§ What is expected
Across all the records below, count the lines that hold "steel". State only that figure.

§ Point localization data
|---|
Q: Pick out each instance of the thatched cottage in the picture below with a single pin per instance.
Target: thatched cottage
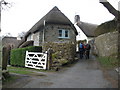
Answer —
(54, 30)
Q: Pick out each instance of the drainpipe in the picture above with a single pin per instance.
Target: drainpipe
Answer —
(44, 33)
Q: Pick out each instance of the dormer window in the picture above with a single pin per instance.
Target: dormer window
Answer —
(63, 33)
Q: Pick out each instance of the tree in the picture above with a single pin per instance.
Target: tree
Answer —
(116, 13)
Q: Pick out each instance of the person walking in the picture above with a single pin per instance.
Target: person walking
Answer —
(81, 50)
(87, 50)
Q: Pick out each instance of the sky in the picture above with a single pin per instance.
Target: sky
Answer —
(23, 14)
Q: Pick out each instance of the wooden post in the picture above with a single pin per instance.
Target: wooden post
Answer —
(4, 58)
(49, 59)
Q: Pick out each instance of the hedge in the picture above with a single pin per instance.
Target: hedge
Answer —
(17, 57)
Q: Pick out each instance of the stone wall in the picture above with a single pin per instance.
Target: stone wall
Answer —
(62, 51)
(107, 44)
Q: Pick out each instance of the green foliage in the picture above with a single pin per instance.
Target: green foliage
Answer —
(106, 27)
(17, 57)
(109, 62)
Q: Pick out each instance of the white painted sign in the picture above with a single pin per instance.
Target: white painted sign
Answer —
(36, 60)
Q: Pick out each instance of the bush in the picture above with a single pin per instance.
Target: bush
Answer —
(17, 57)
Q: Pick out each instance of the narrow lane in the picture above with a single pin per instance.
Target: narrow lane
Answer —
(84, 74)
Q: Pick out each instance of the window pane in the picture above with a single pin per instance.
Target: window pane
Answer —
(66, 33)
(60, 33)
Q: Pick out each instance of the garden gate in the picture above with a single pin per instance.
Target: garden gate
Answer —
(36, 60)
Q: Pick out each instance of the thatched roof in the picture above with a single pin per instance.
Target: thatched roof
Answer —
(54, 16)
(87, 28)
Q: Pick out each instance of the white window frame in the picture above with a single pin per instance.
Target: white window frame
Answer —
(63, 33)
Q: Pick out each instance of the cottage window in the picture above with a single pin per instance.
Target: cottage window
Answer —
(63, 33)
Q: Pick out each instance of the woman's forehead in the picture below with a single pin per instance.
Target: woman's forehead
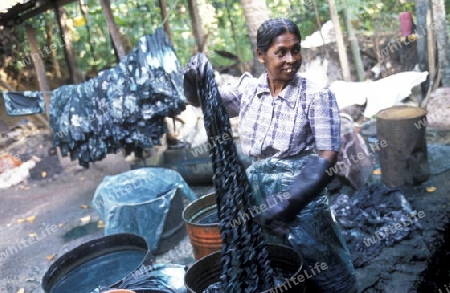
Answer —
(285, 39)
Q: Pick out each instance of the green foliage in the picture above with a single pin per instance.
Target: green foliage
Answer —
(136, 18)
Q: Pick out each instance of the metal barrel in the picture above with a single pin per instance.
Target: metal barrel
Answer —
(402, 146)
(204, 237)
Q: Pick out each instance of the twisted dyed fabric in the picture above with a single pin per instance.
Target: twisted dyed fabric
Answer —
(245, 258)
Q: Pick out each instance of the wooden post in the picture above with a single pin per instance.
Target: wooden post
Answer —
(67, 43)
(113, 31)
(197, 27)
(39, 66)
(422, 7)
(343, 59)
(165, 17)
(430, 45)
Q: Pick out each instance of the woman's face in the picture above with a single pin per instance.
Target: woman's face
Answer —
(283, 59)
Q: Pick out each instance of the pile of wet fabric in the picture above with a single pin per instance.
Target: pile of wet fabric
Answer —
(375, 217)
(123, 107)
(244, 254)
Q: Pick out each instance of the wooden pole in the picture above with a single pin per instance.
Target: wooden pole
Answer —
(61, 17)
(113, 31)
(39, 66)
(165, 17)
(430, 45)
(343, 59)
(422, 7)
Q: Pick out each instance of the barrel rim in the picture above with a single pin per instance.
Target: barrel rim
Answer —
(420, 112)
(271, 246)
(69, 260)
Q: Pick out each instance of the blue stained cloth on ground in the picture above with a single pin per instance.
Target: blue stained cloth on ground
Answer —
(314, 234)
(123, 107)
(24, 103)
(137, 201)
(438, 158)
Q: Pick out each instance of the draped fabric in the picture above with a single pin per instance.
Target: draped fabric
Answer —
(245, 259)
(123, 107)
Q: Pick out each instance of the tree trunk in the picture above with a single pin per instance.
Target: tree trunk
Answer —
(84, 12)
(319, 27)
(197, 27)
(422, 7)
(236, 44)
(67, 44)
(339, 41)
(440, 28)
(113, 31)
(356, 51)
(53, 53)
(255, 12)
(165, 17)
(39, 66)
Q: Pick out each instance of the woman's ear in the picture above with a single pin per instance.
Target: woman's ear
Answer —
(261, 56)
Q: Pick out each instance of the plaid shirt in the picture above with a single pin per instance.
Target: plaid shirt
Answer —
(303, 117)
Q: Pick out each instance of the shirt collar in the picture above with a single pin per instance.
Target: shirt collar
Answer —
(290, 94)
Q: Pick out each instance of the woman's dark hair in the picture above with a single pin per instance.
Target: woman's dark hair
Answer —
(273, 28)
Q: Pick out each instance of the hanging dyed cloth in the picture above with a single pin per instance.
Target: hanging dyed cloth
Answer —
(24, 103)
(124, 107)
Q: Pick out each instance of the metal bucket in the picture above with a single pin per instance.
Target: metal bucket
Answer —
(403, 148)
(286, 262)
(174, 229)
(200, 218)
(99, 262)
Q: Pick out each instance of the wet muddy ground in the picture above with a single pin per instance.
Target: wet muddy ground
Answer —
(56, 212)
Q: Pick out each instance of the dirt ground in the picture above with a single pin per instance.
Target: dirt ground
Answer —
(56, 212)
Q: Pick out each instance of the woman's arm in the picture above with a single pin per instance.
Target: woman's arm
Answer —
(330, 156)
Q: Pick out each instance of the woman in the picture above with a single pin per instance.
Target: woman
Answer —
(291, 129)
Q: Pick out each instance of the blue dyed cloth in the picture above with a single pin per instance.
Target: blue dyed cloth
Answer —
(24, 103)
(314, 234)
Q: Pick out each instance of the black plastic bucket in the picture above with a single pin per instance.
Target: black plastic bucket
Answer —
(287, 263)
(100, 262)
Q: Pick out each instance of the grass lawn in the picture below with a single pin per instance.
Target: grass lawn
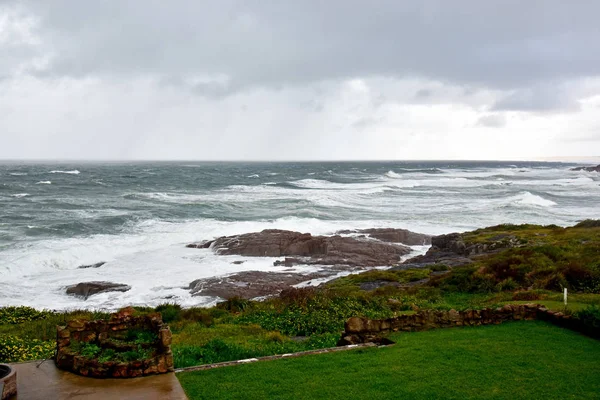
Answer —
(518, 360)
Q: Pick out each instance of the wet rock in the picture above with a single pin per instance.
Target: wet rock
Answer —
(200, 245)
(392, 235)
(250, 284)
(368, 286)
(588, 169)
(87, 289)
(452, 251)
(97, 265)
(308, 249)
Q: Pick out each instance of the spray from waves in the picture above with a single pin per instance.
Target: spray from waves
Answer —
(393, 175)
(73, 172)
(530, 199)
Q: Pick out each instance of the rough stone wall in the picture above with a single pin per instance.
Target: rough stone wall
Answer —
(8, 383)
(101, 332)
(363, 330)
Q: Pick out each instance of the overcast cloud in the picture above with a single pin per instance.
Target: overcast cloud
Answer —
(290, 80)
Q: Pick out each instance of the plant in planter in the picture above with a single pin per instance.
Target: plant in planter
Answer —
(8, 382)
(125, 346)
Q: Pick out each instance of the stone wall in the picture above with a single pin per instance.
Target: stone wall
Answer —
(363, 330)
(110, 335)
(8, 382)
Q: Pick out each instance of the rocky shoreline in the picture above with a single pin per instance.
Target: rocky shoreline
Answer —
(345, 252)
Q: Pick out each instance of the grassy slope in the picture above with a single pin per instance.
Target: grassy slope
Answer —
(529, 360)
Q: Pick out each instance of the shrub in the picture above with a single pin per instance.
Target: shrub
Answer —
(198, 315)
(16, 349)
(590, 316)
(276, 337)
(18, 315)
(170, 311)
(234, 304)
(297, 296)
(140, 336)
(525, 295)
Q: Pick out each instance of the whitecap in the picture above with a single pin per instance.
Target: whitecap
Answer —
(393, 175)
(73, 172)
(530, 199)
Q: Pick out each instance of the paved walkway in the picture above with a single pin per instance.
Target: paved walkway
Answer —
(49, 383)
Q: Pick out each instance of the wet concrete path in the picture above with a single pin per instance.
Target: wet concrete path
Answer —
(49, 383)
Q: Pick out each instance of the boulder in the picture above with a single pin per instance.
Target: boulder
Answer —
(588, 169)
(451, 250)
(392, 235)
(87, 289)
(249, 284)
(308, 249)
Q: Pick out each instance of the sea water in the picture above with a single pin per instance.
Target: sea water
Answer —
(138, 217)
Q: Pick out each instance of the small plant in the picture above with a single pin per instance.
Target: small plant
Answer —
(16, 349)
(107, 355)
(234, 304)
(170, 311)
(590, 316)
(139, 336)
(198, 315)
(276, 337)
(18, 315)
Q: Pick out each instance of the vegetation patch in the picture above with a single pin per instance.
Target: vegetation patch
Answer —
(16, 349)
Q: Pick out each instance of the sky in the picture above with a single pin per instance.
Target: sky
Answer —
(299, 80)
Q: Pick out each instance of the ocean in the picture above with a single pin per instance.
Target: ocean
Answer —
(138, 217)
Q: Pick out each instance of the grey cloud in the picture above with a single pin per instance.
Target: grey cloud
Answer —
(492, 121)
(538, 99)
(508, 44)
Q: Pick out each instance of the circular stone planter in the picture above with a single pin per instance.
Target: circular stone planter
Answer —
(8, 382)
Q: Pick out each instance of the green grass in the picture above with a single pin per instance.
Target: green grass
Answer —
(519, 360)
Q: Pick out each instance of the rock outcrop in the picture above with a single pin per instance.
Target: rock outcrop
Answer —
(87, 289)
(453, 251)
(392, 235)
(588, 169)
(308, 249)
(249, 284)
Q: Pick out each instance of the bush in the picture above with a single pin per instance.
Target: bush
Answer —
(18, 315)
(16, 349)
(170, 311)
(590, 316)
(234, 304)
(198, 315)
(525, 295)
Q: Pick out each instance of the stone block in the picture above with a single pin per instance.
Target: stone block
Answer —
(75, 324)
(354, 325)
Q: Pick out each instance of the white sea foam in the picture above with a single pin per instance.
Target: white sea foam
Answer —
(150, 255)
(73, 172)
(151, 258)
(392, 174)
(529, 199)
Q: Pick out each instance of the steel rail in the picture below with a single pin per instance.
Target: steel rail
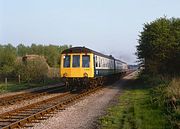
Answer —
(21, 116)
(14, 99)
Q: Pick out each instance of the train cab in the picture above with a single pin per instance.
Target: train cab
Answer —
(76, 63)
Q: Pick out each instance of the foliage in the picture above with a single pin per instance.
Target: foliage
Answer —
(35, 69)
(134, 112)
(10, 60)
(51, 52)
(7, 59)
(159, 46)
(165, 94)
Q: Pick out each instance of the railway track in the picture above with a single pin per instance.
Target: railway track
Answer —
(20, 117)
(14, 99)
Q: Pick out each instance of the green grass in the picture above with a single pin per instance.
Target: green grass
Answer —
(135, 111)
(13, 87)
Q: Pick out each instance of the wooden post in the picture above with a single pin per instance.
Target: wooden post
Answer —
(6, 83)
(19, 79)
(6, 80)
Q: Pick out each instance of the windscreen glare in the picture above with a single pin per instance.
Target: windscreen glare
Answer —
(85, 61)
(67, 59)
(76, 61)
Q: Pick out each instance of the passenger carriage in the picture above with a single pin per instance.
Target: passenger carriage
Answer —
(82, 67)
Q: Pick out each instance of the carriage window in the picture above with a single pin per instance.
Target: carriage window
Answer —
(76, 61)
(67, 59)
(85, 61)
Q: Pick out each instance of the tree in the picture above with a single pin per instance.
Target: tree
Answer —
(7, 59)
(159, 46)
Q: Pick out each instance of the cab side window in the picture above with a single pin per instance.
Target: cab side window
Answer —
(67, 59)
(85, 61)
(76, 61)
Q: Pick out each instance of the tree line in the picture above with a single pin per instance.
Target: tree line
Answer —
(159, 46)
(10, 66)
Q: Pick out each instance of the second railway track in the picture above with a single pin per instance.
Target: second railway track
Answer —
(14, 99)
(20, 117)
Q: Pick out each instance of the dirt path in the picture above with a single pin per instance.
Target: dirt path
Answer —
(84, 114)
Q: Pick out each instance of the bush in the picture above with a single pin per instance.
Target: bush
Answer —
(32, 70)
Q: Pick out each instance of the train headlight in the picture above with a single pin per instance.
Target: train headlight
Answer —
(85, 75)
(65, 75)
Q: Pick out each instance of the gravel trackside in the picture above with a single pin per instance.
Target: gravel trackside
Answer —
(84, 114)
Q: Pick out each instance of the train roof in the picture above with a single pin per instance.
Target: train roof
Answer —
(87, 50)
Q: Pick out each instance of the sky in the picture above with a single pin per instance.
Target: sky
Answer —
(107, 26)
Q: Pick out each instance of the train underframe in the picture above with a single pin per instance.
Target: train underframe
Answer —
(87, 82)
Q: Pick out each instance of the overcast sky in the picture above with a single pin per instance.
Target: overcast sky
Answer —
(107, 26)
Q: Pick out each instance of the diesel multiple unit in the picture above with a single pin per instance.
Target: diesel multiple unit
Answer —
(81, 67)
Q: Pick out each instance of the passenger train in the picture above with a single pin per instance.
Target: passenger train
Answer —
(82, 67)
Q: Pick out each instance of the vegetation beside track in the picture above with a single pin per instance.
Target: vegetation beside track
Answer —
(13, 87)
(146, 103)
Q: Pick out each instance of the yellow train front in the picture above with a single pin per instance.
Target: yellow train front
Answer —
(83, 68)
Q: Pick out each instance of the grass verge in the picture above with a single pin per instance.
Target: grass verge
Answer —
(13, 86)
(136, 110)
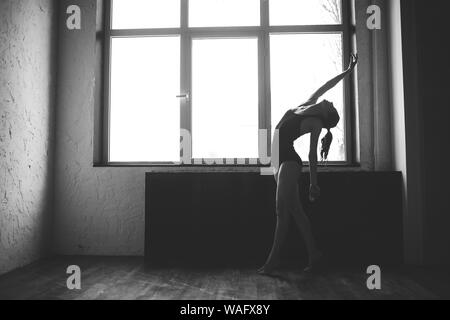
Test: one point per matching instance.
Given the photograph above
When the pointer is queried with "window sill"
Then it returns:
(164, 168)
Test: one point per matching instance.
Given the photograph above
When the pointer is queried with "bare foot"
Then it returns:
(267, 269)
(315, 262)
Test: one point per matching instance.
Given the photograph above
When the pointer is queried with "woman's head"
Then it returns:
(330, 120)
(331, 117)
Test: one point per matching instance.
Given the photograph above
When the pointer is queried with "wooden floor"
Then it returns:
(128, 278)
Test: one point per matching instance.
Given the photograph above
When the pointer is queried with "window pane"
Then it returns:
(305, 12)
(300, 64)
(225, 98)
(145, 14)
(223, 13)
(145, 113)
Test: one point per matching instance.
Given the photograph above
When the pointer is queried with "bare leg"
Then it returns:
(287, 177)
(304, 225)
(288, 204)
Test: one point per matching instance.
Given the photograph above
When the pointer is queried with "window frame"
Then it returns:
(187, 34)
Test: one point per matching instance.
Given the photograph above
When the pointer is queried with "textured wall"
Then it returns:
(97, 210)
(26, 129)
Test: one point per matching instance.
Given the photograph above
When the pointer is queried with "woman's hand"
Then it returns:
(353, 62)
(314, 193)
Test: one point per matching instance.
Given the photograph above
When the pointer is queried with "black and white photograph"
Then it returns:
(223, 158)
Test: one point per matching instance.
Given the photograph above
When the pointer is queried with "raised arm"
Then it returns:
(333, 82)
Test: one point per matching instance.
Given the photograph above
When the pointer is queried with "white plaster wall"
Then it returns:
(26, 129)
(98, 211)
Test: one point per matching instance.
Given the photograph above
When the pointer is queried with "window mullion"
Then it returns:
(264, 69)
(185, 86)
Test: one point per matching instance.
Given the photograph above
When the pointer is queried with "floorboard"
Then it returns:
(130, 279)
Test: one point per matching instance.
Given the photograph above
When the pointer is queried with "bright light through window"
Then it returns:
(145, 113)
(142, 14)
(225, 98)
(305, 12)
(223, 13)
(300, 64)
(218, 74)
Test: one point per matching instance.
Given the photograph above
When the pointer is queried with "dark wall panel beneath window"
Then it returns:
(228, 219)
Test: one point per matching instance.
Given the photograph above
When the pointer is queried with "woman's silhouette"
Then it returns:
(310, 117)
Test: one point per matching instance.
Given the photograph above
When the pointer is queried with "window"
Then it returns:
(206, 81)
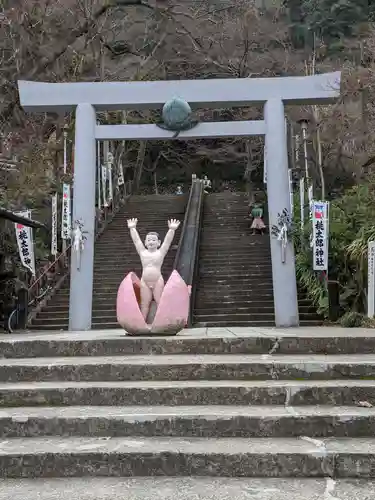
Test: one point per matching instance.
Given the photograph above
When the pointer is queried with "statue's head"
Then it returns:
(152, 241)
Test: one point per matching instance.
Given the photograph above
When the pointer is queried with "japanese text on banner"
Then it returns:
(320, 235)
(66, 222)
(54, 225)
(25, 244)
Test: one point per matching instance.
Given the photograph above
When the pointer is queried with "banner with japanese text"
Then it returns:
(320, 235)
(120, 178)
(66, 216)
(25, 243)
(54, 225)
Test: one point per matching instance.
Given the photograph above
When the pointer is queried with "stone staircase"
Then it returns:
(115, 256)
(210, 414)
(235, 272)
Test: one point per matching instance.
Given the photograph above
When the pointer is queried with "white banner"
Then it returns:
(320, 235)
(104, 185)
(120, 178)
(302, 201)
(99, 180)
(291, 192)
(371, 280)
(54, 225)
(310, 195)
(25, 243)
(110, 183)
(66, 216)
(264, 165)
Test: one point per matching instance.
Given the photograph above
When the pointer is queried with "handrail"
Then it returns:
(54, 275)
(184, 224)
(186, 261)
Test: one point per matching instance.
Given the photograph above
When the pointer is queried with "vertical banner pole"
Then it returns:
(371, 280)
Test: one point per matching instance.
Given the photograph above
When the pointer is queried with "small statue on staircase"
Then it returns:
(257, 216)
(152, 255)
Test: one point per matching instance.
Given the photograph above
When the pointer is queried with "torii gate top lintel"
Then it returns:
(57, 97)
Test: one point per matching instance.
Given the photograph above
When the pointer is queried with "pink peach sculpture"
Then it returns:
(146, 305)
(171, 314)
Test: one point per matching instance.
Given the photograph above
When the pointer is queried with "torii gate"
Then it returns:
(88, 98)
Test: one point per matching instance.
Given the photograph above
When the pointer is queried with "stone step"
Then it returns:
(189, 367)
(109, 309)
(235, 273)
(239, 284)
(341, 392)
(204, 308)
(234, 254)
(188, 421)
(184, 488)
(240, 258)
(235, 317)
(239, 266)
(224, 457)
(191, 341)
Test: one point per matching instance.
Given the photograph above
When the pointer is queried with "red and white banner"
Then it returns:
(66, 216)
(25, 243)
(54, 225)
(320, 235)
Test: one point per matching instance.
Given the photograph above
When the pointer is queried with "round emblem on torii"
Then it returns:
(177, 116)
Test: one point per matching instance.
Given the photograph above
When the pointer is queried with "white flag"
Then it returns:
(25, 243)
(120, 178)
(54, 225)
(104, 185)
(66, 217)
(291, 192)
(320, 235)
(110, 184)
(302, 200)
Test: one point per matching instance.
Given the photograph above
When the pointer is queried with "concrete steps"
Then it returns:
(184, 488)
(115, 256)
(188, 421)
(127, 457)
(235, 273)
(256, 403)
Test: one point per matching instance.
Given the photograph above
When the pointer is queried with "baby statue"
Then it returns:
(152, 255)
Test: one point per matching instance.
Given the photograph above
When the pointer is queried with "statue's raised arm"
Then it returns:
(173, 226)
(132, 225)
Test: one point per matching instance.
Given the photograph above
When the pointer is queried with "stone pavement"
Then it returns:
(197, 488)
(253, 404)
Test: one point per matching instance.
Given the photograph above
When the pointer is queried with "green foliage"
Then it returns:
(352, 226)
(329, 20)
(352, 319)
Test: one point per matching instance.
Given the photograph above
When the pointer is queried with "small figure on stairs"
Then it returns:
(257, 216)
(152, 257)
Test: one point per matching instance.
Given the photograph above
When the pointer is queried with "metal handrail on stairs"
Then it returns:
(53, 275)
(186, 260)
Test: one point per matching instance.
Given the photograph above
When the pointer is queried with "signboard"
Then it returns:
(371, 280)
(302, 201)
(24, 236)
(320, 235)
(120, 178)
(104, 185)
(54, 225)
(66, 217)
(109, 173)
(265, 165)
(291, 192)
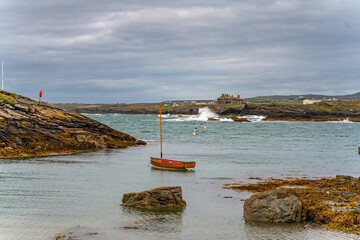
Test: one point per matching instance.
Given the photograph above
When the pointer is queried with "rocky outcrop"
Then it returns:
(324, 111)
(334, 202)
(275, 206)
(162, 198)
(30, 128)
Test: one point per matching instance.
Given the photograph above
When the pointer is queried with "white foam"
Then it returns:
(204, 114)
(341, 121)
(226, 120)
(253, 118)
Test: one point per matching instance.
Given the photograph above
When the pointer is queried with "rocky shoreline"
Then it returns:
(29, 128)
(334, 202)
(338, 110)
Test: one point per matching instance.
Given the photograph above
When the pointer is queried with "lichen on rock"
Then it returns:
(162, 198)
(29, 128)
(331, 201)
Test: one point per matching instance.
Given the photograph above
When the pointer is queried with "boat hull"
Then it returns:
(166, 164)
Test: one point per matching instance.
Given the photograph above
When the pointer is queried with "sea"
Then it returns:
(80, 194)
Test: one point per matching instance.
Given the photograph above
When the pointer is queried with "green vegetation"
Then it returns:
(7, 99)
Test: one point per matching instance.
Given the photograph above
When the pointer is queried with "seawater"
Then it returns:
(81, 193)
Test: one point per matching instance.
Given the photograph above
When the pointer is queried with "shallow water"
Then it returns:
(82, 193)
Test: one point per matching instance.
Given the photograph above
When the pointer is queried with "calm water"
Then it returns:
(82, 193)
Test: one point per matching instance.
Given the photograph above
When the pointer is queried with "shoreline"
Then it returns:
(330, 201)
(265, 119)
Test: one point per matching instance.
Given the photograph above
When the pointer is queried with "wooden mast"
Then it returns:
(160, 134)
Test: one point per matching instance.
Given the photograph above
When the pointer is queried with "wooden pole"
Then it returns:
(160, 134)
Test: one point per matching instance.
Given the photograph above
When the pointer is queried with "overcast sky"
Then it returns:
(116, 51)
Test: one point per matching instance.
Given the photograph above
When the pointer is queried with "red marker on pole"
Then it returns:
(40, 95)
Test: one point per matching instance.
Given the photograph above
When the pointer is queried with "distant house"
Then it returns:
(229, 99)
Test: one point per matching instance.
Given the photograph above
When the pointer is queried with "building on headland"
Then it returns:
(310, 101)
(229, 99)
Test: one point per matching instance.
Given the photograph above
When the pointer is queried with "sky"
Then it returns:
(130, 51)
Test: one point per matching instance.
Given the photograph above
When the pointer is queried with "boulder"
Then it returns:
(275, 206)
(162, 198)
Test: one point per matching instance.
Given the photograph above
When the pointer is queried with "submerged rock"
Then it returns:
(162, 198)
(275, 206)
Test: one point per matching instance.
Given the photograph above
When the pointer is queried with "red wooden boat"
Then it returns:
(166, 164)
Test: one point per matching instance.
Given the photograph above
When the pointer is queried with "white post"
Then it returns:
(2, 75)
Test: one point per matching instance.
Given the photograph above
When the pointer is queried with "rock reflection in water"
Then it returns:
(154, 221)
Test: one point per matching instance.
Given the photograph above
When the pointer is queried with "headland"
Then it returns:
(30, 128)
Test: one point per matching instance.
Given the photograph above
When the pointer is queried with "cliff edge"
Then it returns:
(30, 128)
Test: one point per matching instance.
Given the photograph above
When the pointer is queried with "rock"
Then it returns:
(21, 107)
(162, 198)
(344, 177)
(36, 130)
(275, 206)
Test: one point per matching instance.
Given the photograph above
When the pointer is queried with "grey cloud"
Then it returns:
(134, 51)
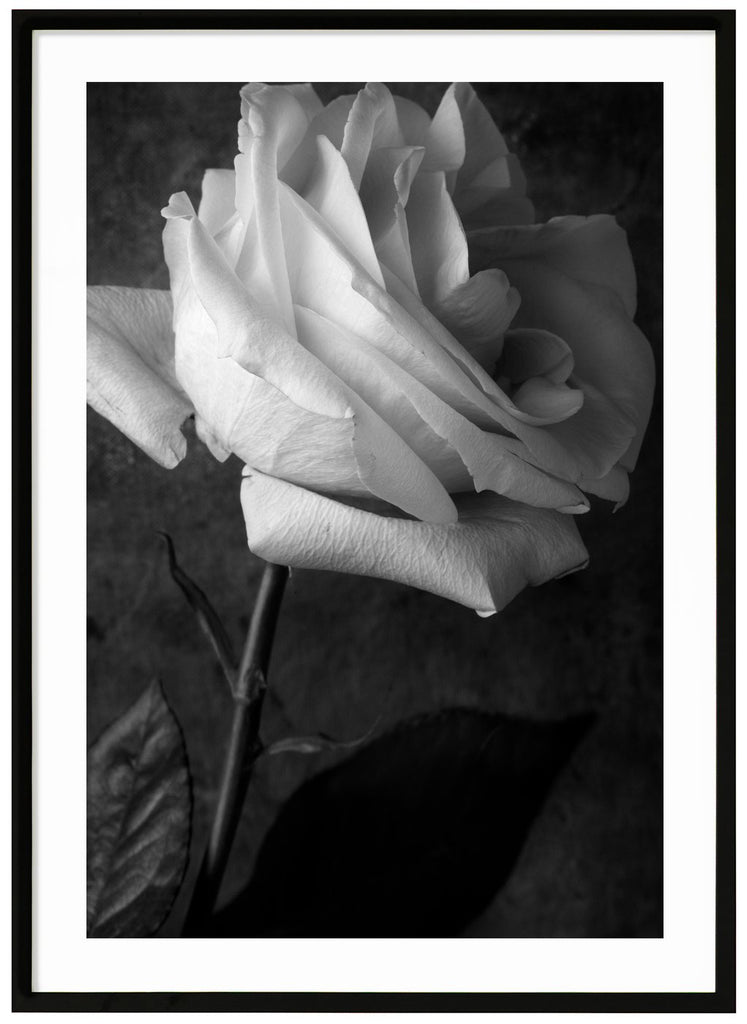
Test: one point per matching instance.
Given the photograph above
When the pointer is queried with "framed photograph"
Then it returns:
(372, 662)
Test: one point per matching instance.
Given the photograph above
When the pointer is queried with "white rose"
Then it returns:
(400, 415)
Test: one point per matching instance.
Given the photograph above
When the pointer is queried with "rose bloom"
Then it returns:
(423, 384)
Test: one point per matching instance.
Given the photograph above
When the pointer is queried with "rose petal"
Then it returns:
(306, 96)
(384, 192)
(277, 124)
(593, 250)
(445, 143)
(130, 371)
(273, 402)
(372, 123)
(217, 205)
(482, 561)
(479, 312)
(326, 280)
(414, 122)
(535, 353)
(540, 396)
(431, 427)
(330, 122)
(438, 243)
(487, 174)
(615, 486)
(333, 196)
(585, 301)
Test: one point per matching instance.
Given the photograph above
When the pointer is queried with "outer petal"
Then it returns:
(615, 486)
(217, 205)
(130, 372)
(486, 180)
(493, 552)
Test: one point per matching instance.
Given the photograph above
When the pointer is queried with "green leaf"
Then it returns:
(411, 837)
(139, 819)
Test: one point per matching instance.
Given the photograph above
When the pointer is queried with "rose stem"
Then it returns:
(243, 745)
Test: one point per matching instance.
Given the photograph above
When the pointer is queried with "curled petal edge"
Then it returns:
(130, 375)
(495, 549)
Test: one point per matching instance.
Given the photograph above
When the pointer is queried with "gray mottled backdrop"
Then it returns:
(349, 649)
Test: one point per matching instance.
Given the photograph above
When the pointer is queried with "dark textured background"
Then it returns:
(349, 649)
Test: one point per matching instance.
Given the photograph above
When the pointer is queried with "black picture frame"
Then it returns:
|---|
§ Exercise response
2